**Written request 1:**
Please answer these questions from the bdownload package page below:
(a) Under which license is bdownload released?
(b) What default value does the `chunk_size` parameter take if it is not provided?
(c) Which exception is raised when `cookies` is of the `str` type and not in the valid format?
**Written request 2:** Write the next part of the bdownload package page, picking up right after its final sentence.
:: Selection
Metadata-Version: 2.1
Name: bdownload
Version: 0.0.10
Summary: A multi-threaded and multi-source aria2-like batch file downloading library for Python
Home-page: https://github.com/Jesseatgao/bdownload
Author: Jesse Gao
Author-email: changxigao@gmail.com
License: MIT License
Description: ## bdownload
        [![Latest Version](https://img.shields.io/pypi/v/bdownload.svg)](https://pypi.org/project/bdownload/)
        [![Build Status](https://travis-ci.com/Jesseatgao/bdownload.svg?branch=master)](https://travis-ci.com/Jesseatgao/bdownload)
        [![Supported Versions](https://img.shields.io/pypi/pyversions/bdownload.svg)](https://pypi.org/project/bdownload)
        
        A multi-threaded and multi-source aria2-like batch file downloading library for Python
        
        ### Installation
        
        * via PyPI
        
            `pip install bdownload`
        
        * from within source directory locally
        
            `pip install .`
            
            Note that you should `git clone` or download the source tarball (and unpack it of course) from the repository first 
        
        ### Usage: as a Python package
        
        #### Importing
        
            `from bdownload import BDownloader`
        
                    or
        
            `import bdownload`
        
        #### Signatures
        
        `
        class bdownload.BDownloader(max_workers=None, min_split_size=1024*1024, chunk_size=1024*100, proxy=None, cookies=None,
                                    user_agent=None, logger=None, progress='mill', num_pools=20, pool_maxsize=20, request_timeout=None,
                                    request_retries=None, status_forcelist=None, resumption_retries=None, continuation=True)
        `
        
            Create and initialize a `BDownloader` object for executing download jobs.
          
          * The `max_workers` parameter specifies the number of the parallel downloading threads, whose default value is 
            determined by _#num_of_processor * 5_ if set to `None`.
          
          * `min_split_size` denotes the size in bytes of file pieces split to be downloaded in parallel, which defaults to 
            1024*1024 bytes (i.e. 1MB).
          
          * The `chunk_size` parameter specifies the chunk size in bytes of every http range request, which will take a default 
            value of 1024*100 (i.e. 100KB) if not provided.
          
          * `proxy` supports both HTTP and SOCKS proxies in the form of _http://[user:pass@]host:port_ and 
            _socks5://[user:pass@]host:port_, respectively.
          
          * If `cookies` needs to be set, it must either take the form of _cookie_key=cookie_value_, with multiple pairs separated
            by whitespace and/or semicolon if applicable, e.g. '_key1=val1 key2=val2;key3=val3_', be packed into a `dict`, or 
            be an instance of `CookieJar`, i.e. `cookielib.CookieJar` for Python27, `http.cookiejar.CookieJar` for Python3.x or 
            `RequestsCookieJar` from `requests`.
            
            Note that the `ValueError` exception will be raised when the `cookies` is of the `str` type and not in the valid format.
::::
:: Supplied data
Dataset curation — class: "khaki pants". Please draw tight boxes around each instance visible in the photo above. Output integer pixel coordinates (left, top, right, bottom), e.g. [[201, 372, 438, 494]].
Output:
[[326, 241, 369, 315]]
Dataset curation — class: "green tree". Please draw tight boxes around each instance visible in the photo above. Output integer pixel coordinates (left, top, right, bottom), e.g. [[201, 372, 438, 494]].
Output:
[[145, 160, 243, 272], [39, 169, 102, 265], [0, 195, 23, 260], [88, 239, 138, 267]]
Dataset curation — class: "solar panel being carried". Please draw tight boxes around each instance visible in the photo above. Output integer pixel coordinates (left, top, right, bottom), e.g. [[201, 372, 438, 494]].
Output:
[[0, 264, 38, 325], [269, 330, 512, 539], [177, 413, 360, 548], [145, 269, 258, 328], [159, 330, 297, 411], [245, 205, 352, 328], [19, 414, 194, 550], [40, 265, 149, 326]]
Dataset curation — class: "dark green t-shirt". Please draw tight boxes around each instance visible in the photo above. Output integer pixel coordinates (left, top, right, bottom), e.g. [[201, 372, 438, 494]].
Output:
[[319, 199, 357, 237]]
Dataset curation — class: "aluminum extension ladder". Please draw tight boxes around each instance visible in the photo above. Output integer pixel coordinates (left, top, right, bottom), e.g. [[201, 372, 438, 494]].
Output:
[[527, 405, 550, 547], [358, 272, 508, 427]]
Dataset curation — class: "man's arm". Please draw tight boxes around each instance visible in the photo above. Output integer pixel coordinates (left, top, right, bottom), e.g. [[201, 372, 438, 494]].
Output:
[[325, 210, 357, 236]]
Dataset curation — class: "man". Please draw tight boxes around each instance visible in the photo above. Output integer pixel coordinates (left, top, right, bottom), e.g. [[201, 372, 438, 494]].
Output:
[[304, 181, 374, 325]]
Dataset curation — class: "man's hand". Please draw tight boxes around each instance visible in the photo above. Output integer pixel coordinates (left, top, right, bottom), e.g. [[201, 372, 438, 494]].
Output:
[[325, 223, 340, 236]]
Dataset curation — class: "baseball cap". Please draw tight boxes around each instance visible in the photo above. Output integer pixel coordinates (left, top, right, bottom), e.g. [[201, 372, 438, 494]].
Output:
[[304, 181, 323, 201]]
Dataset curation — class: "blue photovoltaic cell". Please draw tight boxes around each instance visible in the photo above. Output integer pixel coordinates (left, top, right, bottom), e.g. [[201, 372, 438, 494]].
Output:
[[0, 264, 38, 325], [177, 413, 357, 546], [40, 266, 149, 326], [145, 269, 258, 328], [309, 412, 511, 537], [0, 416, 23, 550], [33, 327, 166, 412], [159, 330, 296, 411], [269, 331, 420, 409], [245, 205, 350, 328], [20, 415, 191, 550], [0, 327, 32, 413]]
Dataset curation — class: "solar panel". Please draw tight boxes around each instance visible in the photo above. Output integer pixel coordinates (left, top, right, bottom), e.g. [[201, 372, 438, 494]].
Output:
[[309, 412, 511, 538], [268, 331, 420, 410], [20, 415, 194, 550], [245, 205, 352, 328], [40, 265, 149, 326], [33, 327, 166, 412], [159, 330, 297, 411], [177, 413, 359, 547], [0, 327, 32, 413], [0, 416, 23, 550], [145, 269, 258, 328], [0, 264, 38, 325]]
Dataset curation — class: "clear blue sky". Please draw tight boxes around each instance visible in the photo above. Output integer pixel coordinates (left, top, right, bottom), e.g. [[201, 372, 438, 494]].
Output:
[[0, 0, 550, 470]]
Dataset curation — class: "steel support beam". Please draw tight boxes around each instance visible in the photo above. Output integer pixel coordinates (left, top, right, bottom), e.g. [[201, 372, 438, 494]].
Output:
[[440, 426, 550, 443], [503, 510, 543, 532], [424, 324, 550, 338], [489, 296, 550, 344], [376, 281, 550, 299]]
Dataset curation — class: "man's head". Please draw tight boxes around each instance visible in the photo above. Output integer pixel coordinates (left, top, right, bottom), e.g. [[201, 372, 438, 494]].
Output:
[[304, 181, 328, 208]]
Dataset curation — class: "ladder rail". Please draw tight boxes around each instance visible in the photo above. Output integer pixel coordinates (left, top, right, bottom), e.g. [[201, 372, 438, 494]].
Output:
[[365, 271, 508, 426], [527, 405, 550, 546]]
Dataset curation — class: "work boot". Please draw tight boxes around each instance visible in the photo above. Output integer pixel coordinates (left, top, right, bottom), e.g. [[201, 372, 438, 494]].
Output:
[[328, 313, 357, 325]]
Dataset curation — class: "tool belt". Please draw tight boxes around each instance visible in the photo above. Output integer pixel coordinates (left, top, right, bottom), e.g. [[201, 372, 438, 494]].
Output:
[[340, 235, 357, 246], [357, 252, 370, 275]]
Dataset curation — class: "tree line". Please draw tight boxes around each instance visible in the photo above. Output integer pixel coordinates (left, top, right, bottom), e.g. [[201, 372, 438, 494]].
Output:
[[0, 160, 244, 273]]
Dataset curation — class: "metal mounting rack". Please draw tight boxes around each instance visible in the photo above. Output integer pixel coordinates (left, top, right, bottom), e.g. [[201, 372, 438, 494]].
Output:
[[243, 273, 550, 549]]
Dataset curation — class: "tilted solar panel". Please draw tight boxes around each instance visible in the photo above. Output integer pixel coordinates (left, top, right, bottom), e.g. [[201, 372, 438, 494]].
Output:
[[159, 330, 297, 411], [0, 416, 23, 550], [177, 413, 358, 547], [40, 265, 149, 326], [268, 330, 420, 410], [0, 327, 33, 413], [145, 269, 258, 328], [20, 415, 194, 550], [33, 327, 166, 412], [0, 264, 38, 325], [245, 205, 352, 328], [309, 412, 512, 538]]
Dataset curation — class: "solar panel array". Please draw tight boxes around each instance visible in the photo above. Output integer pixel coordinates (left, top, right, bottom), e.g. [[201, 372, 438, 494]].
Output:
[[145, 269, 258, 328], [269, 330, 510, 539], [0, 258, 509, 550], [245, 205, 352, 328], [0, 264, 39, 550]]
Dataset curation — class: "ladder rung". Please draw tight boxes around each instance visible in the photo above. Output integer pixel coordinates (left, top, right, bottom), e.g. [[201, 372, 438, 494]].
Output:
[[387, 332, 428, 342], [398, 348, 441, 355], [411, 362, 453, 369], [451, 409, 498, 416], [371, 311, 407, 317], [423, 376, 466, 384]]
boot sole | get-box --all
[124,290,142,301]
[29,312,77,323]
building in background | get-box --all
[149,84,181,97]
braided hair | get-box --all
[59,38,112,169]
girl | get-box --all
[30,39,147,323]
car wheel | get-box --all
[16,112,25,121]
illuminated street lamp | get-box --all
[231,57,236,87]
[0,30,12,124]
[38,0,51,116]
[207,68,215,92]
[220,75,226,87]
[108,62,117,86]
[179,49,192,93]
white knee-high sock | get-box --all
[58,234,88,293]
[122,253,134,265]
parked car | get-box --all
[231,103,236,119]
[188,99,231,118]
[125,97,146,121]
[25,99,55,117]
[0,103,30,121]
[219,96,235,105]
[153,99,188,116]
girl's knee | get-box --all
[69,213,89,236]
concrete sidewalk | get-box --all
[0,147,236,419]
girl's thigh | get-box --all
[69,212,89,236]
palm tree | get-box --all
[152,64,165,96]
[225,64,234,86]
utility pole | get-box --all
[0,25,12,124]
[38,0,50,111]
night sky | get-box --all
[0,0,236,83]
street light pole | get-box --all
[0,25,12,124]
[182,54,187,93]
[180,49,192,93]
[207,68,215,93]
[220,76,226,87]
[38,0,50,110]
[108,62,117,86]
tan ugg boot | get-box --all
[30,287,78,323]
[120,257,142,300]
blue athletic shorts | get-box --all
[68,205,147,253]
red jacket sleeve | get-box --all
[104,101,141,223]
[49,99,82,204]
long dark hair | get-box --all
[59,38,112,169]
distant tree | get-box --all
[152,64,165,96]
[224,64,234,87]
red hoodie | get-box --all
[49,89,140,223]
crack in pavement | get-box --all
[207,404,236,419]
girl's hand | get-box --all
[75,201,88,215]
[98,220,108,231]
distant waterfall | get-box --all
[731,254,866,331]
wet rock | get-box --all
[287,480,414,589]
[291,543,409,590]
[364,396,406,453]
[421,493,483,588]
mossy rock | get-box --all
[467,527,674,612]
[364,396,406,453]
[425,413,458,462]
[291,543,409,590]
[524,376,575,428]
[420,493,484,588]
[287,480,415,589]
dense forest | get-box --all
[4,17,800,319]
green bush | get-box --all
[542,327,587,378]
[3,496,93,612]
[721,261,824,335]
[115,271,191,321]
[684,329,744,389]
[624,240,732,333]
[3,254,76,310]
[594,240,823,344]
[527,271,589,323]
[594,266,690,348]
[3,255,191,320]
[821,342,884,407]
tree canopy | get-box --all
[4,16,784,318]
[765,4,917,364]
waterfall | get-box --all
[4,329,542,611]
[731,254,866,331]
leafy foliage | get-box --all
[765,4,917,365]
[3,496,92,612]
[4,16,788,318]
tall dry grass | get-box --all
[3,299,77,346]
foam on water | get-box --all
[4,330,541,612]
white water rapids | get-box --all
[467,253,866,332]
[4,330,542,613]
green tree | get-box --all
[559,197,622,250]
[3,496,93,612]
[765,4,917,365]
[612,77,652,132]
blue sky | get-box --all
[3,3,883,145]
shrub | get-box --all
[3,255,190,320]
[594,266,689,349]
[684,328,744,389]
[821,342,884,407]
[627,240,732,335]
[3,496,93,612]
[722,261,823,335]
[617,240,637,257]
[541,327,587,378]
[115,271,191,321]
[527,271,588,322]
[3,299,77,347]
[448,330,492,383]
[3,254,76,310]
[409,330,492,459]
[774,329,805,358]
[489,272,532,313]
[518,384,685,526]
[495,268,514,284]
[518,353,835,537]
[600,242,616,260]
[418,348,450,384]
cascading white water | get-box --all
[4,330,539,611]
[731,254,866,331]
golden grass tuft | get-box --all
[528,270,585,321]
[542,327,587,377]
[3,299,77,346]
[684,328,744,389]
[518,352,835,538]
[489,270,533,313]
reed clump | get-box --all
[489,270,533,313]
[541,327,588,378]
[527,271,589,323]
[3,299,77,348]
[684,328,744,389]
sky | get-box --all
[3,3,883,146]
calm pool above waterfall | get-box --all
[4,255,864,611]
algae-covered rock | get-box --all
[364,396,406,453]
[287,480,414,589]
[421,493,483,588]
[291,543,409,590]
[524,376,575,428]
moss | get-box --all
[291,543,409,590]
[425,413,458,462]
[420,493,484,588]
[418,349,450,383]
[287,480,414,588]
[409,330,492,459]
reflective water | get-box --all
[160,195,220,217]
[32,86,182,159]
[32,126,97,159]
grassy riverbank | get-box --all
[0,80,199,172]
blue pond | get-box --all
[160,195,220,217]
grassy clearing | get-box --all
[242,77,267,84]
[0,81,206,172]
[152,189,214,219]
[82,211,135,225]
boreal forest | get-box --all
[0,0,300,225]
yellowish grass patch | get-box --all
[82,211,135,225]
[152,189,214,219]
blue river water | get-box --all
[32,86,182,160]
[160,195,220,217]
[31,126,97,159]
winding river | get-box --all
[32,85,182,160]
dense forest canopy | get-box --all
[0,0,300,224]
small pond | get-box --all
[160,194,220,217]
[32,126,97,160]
::::
**Right answer 1:**
(a) MIT License
(b) 1024*100 bytes (100KB)
(c) `ValueError`

**Right answer 2:**
          * When `user_agent` is not given, it will default to '_bdownload/VERSION_', with _VERSION_ being replaced by the 
            package's version number.
          
          * The `logger` parameter specifies an event logger. If `logger` is not `None`, it must be an object of class 
            `logging.Logger` or of its customized subclass.  Otherwise, it will use a default module-level logger returned by 
            `logging.getLogger(__name__)`.
          
          * `progress` determines the style of the progress bar displayed while downloading files. Possible values are `'mill'`,
            `'bar'` and `'none''`. `'mill'` is the default. To disable this feature, e.g. while scripting or multi-instanced, 
            set it to `'none'`.
          
          * The `num_pools` parameter has the same meaning as `num_pools` in `urllib3.PoolManager` and will eventually be passed
            to it. Specifically, `num_pools` specifies the number of connection pools to cache.
          
          * `pool_maxsize` will be passed to the underlying `requests.adapters.HTTPAdapter`. It specifies the maximum number of 
            connections to save that can be reused in the urllib3 connection pool.
        
          * The `request_timeout` parameter specifies the timeouts for the internal `requests` session. The timeout value(s) 
            as a float or `(connect, read)` tuple is intended for both the `connect` and the `read` timeouts, respectively.
            If set to `None`, it will take a default value of `(3.05, 6)`.
            
          * `request_retries` specifies the maximum number of retry attempts allowed on exceptions and interested status codes
            (i.e. `status_forcelist`) for the builtin Retry logic of `urllib3`. It will default to `download.URLLIB3_BUILTIN_RETRIES_ON_EXCEPTION`
            if not given.
            
            NB: There are two retry mechanisms that jointly determine the total retries of a request. One is the above-mentioned
            Retry logic that is built into `urllib3`, and the other is the extended high-level retry factor that is meant to 
            complement the builtin retry mechanism. The total retries is bounded by the following formula:
            `request_retries` * (_requests_extended_retries_factor_ + 1), where _requests_extended_retries_factor_ can be modified
            through the module level function `bdownload.set_requests_retries_factor()`, and is initialized to 
            `download.REQUESTS_EXTENDED_RETRIES_FACTOR` by default; Usually you don't want to change it.
            
          * `status_forcelist` specifies a set of HTTP status codes that a retry should be enforced on. The default set of status
            codes shall be `download.URLLIB3_RETRY_STATUS_CODES` if not given.
            
          * The `resumption_retries` parameter specifies the maximum allowable number of retries on error at resuming the interrupted
            download while streaming the request content. The default value of it is `download.REQUESTS_RETRIES_ON_STREAM_EXCEPTION` 
            when not provided.
            
          * The `continuation` parameter specifies whether, if possible, to resume the partially downloaded files before, e.g. 
            when the downloads had been terminated by the user by pressing `Ctrl-C`. When not present, it will default to `True`.
        
        `
        BDownloader.downloads(path_urls)
        `
        
            Submit multiple downloading jobs at a time.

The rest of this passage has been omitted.